Provided text:
------------------------------

Speechless seemed to be the theme of my last entry… I claimed that I would be speechless if our current President won the election, a completely ludicrous prospect at the time I wrote the blog, and I was speechless after a visit to Poland at being confronted with what I had always known but never physically witnessed – the evidence of the eradication of the population of Polish Jews.
I now think that speechlessness is a weak response to both assaults. I, we, are obligated to have much speech and action in reaction to both the current administration in the US and also the historical and contemporary, and perhaps perpetual outbreaks of Anti-Semitism, let alone all recent attacks on racial and ethnic groups worldwide. Finding a voice in response to Anti-Semitic hate crimes and hate speech is an ongoing passion for me. On the domestic front, it was exhilarating to be present at the very exciting Women’s March in Washington DC in January, although being in downtown DC during the inauguration the day before was clearly more representative of the true divisions in the electorate. Tense and upsetting.
If asked how it’s going these days, I answer, as we all do – (or the all that surround me, those who care deeply about the environment, the arts, the poor, about those from other countries, those of other religions than the Christian majority, those who aren’t heterosexual, plus the many other folks with kindred value systems) – with the appendage tacked onto all pronouncements, that I am doing well except for the current political circus – Quite well, considering the current political disaster, ridiculousness, horror – pick a word and fill it in.

------------------------------

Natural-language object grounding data

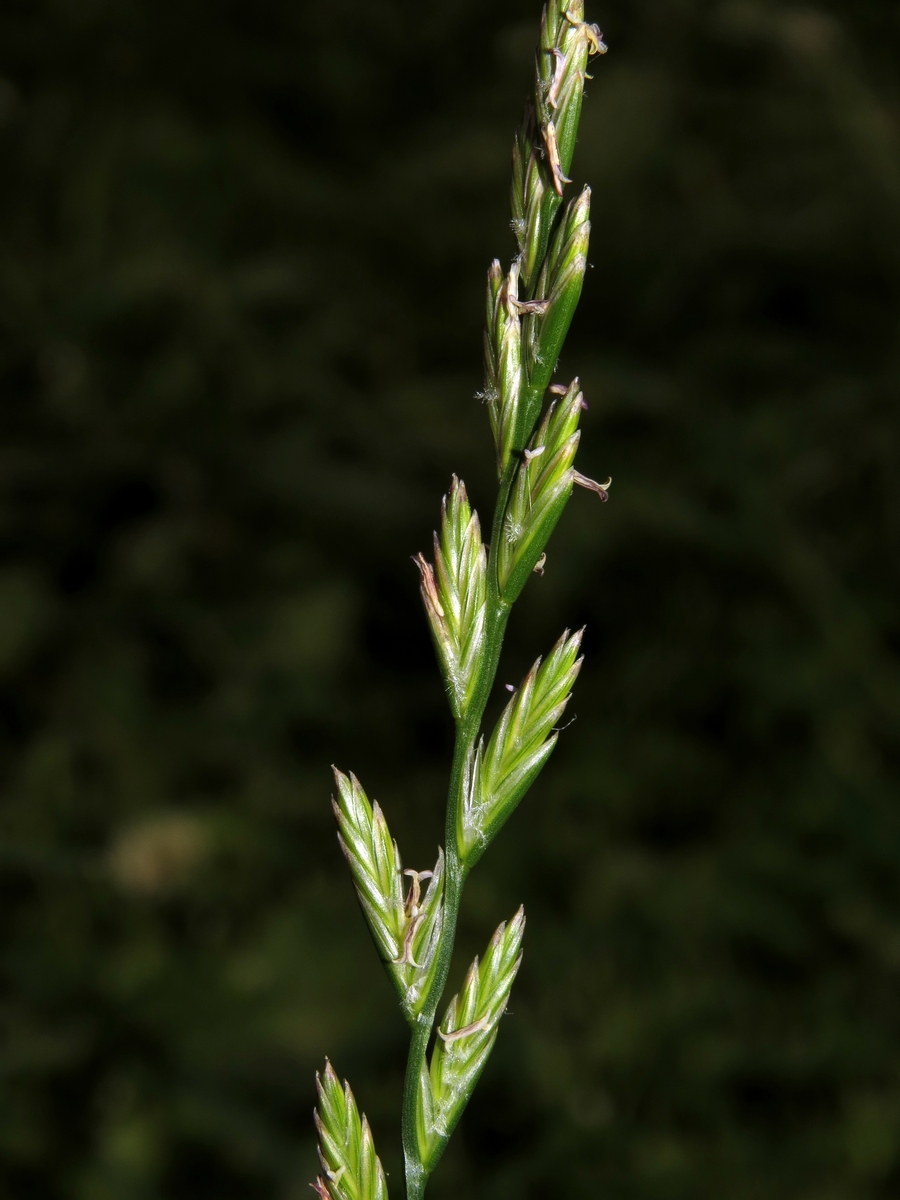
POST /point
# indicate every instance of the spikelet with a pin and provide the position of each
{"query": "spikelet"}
(454, 594)
(351, 1169)
(466, 1037)
(498, 778)
(406, 927)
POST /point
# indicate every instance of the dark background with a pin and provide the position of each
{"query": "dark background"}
(241, 280)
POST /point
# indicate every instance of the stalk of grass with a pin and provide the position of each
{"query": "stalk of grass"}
(468, 592)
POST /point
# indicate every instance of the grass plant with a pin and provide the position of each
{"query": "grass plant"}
(468, 592)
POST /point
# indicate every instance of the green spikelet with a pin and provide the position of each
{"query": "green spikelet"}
(349, 1165)
(455, 597)
(498, 777)
(465, 1039)
(406, 928)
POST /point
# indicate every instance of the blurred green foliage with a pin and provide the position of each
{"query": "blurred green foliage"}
(240, 298)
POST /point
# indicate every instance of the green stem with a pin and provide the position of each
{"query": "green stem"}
(467, 732)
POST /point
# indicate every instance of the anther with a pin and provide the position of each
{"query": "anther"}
(556, 166)
(558, 72)
(592, 485)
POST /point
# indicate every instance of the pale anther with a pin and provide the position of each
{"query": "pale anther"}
(558, 72)
(592, 485)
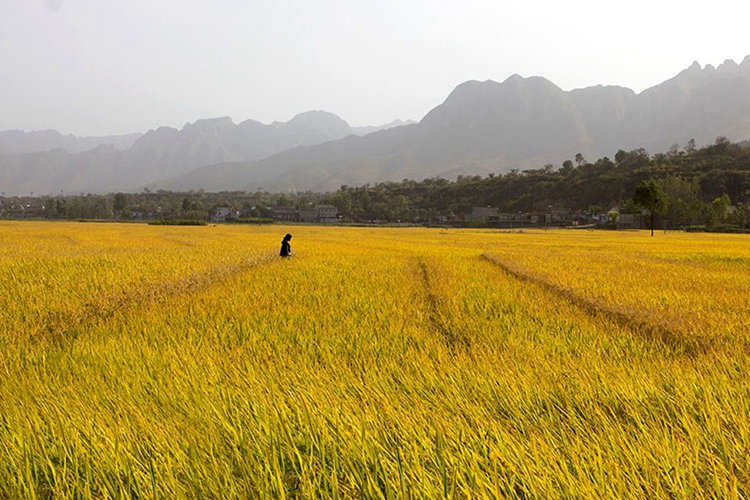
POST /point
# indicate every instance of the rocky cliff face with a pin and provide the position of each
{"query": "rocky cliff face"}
(481, 127)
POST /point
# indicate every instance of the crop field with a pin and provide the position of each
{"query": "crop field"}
(192, 362)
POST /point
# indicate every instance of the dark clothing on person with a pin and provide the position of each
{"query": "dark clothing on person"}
(286, 248)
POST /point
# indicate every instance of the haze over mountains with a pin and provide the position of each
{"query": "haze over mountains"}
(481, 127)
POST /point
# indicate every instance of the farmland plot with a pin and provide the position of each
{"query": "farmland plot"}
(183, 362)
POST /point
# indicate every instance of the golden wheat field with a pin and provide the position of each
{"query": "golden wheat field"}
(191, 362)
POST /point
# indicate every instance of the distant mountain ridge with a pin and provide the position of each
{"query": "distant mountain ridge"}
(16, 142)
(485, 127)
(158, 154)
(481, 127)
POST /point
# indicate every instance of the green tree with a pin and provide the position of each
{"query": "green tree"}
(650, 196)
(684, 201)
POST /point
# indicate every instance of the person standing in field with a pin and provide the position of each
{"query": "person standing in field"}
(286, 248)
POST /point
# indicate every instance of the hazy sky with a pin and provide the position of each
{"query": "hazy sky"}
(96, 67)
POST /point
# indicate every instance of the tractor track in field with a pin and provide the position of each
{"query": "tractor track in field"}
(455, 341)
(692, 346)
(61, 326)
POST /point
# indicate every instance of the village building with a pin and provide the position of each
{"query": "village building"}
(224, 214)
(282, 214)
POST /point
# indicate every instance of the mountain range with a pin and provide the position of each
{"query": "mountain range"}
(481, 127)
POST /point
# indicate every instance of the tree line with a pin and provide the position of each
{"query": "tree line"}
(708, 185)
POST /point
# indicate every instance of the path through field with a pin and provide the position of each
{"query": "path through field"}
(181, 362)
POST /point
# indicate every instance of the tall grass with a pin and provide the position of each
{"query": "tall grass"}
(186, 362)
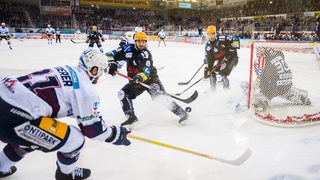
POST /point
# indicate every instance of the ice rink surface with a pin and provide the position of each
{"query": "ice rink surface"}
(213, 127)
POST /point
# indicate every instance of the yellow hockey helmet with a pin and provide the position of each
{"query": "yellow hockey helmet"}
(140, 36)
(211, 30)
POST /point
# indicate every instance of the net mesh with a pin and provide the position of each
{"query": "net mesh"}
(284, 84)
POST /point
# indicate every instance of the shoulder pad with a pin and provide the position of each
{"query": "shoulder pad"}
(221, 37)
(127, 48)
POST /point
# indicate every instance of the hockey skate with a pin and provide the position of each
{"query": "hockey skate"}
(77, 174)
(131, 119)
(183, 117)
(12, 170)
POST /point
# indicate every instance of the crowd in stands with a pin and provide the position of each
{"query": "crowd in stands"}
(288, 20)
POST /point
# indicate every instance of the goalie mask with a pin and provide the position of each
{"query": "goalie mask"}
(91, 59)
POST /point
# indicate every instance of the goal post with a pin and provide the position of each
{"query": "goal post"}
(284, 84)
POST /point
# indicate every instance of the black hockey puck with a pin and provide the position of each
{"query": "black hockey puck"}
(188, 109)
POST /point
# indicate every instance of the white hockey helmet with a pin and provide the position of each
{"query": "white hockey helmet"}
(138, 29)
(91, 58)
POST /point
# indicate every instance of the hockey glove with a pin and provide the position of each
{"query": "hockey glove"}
(119, 136)
(206, 71)
(113, 66)
(137, 78)
(122, 43)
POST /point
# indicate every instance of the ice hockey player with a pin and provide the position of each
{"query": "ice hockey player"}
(129, 37)
(140, 68)
(94, 37)
(162, 36)
(4, 34)
(58, 36)
(30, 104)
(50, 31)
(274, 79)
(220, 57)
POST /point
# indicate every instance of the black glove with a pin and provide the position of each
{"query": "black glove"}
(122, 43)
(119, 136)
(206, 71)
(137, 78)
(113, 67)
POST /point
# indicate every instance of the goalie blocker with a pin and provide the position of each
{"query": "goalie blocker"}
(273, 97)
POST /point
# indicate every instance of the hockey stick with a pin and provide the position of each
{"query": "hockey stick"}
(236, 162)
(212, 71)
(77, 42)
(188, 100)
(185, 83)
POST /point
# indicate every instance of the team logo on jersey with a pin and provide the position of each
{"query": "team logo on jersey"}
(128, 55)
(145, 54)
(9, 83)
(95, 108)
(36, 135)
(261, 62)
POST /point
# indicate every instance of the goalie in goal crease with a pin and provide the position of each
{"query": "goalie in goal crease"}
(274, 79)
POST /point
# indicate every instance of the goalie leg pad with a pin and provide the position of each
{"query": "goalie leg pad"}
(261, 103)
(225, 82)
(298, 96)
(213, 81)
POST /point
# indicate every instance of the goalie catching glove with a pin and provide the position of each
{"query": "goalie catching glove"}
(119, 136)
(113, 65)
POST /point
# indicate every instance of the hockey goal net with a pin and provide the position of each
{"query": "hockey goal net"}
(284, 84)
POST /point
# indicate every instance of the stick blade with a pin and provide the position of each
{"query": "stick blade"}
(183, 83)
(236, 162)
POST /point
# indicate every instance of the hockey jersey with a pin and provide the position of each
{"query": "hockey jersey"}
(4, 31)
(58, 92)
(50, 31)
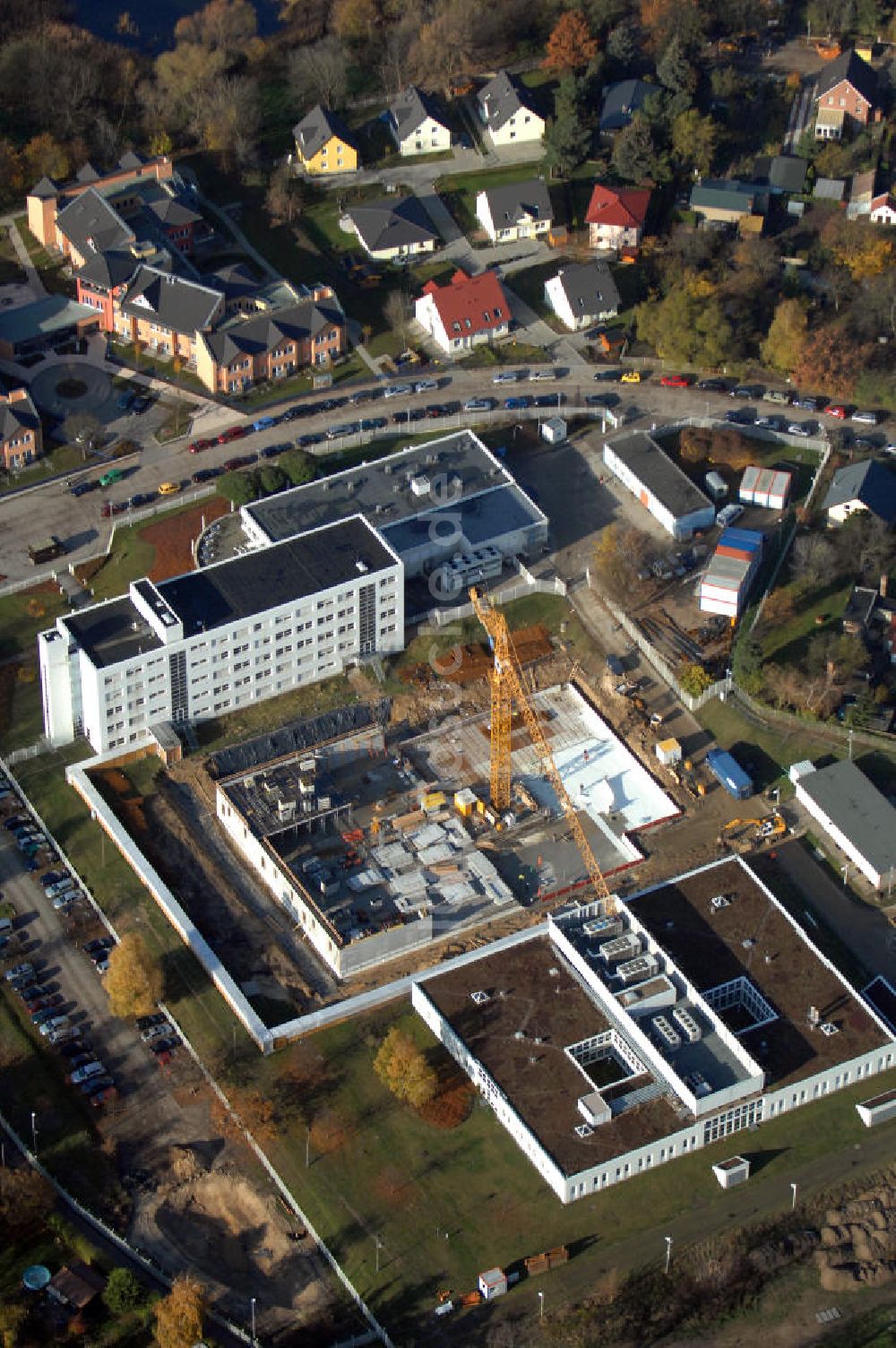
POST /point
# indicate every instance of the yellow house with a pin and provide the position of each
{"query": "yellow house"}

------------------------------

Tasks to complete:
(A) In the blog entry about speechlessness, where was the writer on the day before the Women's March?
(B) Carry the blog entry about speechlessness forward from its final sentence.

Answers to the exercises:
(A) In downtown DC during the inauguration.

(B)
Yet even without such hat tipping, there is, of course, the constant and conclusive reality of death. Its specter haunts the dark corners of our lives, popping out in the form of a jokester or hobgoblin, depending on the day. My friends and family members tell me of their struggles, this one is wrestling with a virulent breast cancer, that one a bypass, and this other one is understandably worried about her son who is going through hard times and is very depressed. It is that kind of time here in my small piece of life. Nothing conclusive to make of it. I just take note. There is an excess of all things not so good but also, to be fair, all things good.
There is the news that I’ll be at a writing and arts residency in Paris for the last half of this year, and while Paris is certainly not at all distant from the eye of the political and even life vs. death storm raging around us all, something about the opportunity to make art for six months seems to create a kind of altered state … I find myself, dare I say unabashedly, anticipating the short term future with terrific relish. No, I have some abash, is it embarrassment… or whatever the word is for the hiding of good tidings from others, the others grappling with their worries and crises… well, you get the picture. Am I crowing about my fabulous, magical good fortune anywhere but here? Only to my closest confidantes.
What does it mean to be happy? The American dream, happiness. What did the shtetl dwellers in Kazimierz Dolny, Poland know of happiness? I want to believe they too had moments even as they each day wrestled with the enormous hardship of their circumstance – maybe sitting in the town square selling a chicken or two, joking with the guy on the left side or the right, chuckling at someone’s story of her mother in law or husband, jumping up to whirl a child around and around. Yes, they would exclaim. Isn’t life grand?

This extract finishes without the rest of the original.